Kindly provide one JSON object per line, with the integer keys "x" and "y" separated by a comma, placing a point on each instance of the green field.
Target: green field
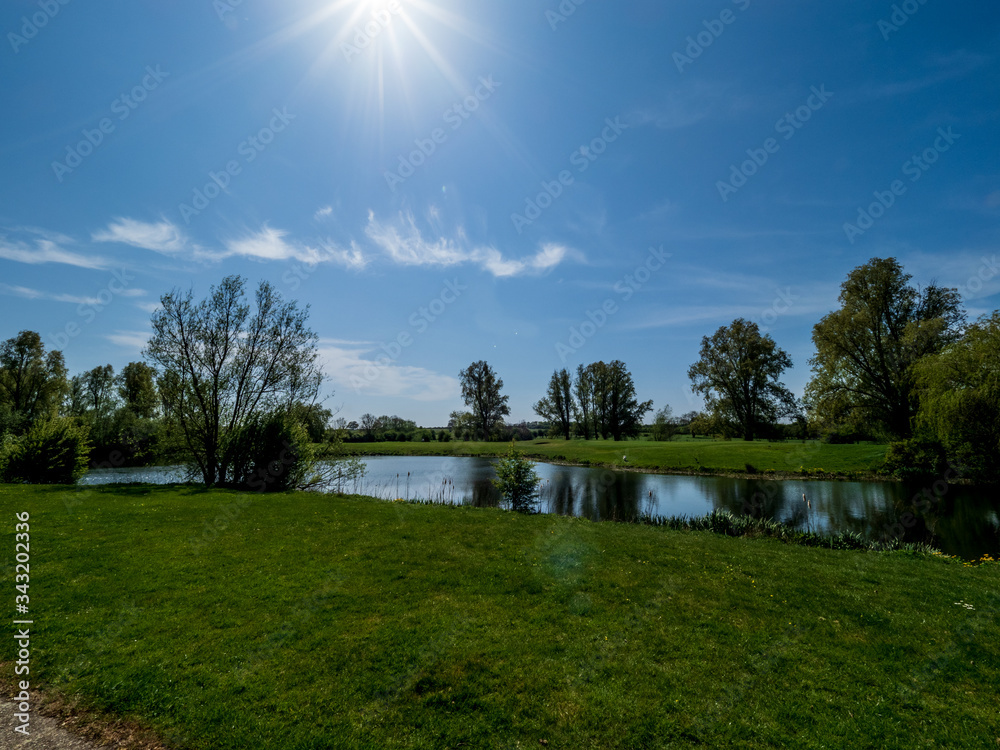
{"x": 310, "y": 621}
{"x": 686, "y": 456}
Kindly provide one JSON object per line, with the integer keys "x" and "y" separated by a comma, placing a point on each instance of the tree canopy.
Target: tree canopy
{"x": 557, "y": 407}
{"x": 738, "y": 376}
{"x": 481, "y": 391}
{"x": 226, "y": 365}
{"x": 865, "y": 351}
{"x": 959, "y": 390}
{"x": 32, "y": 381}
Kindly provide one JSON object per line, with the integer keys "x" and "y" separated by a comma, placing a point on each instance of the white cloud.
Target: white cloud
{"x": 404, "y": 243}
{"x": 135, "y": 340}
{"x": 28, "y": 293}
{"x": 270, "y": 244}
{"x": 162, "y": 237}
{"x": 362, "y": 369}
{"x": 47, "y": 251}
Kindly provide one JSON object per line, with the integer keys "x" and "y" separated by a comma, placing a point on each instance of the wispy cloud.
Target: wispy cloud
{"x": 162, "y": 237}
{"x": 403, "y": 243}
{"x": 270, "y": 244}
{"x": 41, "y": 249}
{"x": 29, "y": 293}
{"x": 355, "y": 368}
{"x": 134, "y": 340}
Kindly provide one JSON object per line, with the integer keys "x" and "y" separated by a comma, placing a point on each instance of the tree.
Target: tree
* * *
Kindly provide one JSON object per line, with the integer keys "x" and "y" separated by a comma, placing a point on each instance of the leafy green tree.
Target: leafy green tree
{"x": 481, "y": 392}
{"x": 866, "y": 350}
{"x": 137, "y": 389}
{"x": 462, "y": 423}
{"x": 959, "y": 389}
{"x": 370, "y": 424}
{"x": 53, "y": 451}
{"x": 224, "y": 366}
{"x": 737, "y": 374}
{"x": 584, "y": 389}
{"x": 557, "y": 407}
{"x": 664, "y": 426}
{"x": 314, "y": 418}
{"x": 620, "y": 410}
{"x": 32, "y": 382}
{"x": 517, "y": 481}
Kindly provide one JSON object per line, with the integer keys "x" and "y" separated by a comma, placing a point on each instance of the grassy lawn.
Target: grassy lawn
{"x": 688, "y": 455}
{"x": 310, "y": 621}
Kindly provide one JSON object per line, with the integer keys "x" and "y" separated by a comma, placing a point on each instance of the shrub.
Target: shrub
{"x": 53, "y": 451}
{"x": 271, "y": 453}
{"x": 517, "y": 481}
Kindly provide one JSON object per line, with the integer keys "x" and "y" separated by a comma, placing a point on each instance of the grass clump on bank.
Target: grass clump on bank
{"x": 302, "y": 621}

• _EXERCISE DESCRIPTION_:
Return exactly the stretch above whose first line contains "the green field." and whose last line contains "the wispy cloud.", and nothing outside it. The pictures should not appear.

• _WRITTEN ANSWER_:
Kindly provide one JSON object per line, with the integer keys "x" and "y" separated by a comma, placing a point on each instance of the green field.
Target: green field
{"x": 310, "y": 621}
{"x": 686, "y": 456}
Kindly provide one JSON object per line, with the integer keys "x" and "y" separated by a comma, placing a point on each instance of the tree canopy.
Target: tree canopy
{"x": 557, "y": 407}
{"x": 738, "y": 376}
{"x": 481, "y": 391}
{"x": 226, "y": 365}
{"x": 865, "y": 351}
{"x": 959, "y": 390}
{"x": 32, "y": 381}
Kindly provide one JSON object per line, with the integer keys "x" and "y" separated by a comma, placing a point on each instance of the white cloud.
Target: white cloud
{"x": 404, "y": 243}
{"x": 135, "y": 340}
{"x": 28, "y": 293}
{"x": 270, "y": 244}
{"x": 162, "y": 237}
{"x": 362, "y": 369}
{"x": 47, "y": 251}
Kindly provide one JSON object per line, with the integer keys "x" and "y" separated by a comma, placing a point on each instance of the wispy cloud.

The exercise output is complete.